Start Dataset excerpts

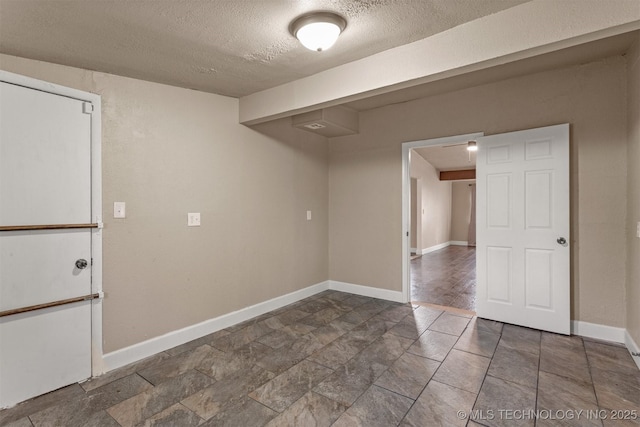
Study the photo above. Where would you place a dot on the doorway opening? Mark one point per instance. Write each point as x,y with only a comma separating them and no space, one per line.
439,254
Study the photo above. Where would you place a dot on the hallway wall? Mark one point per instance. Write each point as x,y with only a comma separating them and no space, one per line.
591,97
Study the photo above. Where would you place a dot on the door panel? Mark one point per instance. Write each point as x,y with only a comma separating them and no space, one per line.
45,166
37,267
522,210
45,179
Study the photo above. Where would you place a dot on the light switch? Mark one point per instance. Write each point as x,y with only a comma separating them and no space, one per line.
193,219
119,210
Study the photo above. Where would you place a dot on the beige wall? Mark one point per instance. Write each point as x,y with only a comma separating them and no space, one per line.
460,211
436,203
633,194
590,97
167,151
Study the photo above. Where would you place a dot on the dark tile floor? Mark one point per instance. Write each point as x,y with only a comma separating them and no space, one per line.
445,277
345,360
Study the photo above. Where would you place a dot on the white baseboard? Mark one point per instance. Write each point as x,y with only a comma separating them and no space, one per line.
633,348
169,340
435,248
601,332
366,291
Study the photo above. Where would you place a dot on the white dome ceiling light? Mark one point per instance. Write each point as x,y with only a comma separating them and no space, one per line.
318,30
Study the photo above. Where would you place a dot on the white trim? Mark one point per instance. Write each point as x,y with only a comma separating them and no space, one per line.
96,197
406,198
366,291
435,248
601,332
633,348
169,340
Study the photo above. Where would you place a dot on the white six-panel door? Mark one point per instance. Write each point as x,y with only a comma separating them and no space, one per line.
45,179
523,228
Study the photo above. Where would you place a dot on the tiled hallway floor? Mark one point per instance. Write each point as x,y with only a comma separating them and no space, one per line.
445,277
345,360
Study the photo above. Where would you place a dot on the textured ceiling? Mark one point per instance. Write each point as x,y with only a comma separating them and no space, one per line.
448,157
229,47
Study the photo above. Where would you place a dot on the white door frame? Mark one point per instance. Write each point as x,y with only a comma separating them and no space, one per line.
406,198
97,366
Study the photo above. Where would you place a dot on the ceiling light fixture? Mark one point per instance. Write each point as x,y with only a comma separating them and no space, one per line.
318,30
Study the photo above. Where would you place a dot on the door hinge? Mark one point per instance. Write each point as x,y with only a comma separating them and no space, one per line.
87,107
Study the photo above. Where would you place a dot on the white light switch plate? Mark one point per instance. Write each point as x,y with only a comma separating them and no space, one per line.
119,210
193,219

End Dataset excerpts

Work instructions — Copy every line above word for word, and leave the picture out of your answer.

Result for this exercise —
Study the photo above. Where would you place a dot on the doorway opening? Mark one point per instance. Write each point as x,y with only a comma separating them and no space, one per line.
439,254
Study the photo above. Where would you place a dot on the hallway wall? Mark one point per instance. Write each point as x,y with only a comma separating them and no space, one per line.
591,97
Study the photo above. Where would you place a dot on the door panel? Mark one point per instance. Write each point as x,y with only a comma separating them and no space, one per line.
45,166
37,267
522,210
45,179
Study the photo above. Where would you place a dot on the light switch? Mark one point per instance. Write each point as x,y with only a comma separating them and no space, one per line.
193,219
119,210
Study the photo above. Where would you place a dot on the beige wall? Mark one point per instance. Write each point as x,y with only a comma separating them and no space, one per line.
460,211
436,203
633,194
590,97
167,151
Study the photo above. Where would you place a dot on the dark tile floor? Mark one point per instance. Write each point as x,y with only a comma separating them and no space, one per line.
445,277
345,360
Study the photo above. Where would you place a dot on the white baseboard? Mark one point per instance. Write each point as x,y with only a comma separating them and no space, one per line.
633,348
169,340
435,248
601,332
366,291
Study the photo above. Where would you place a dot on the white dome ceiling light? Mark one point per instance. Write each point as x,y with only a comma separating them and no space, one per line.
318,30
Study the photo above. Where would you place a dot on the white trim? Mark one point per instance. Write each point as x,y with only a comma separating them and no space, one per line.
96,197
406,198
366,291
435,248
601,332
633,348
169,340
Study the photo above. Where would you place a dot on the white six-panel door? Mark one point per instance. Write each point as x,y with only a comma separating them and no space, one per line.
45,179
523,228
Study the photo above. Where would you place a dot on the tiled hallway floor? Mark one point per instance. Write each point as x,y with only a comma separating them and no space, one per line.
445,277
345,360
Study the photo above. Where would you place a dot on the textured ceiling? Mark one point per instance. Write each point as x,y with only a comma separating them and no space, one per line.
448,157
229,47
Study the photo above. Where would you place a dot on the white door frame? Mark one point per instance. Write each point as x,y with only a comma separating them and no space, one per line.
406,198
97,366
Study the photo above. Where would you place a dot on the ceiling light fixture? Mark one point per instance. Write each point as x,y with only a comma separating them and no space, one per line.
318,30
Study the photo above. Where would you place a dot on the door hinge? Mark one point per instance. Write each point as x,y with only a comma separating them and no space, one per line.
87,107
Study the photo above. Where would you place a dot on the white light switch plate? Mark one point per instance. Write each point as x,y with only a comma separating them and no space, one per line.
119,210
193,219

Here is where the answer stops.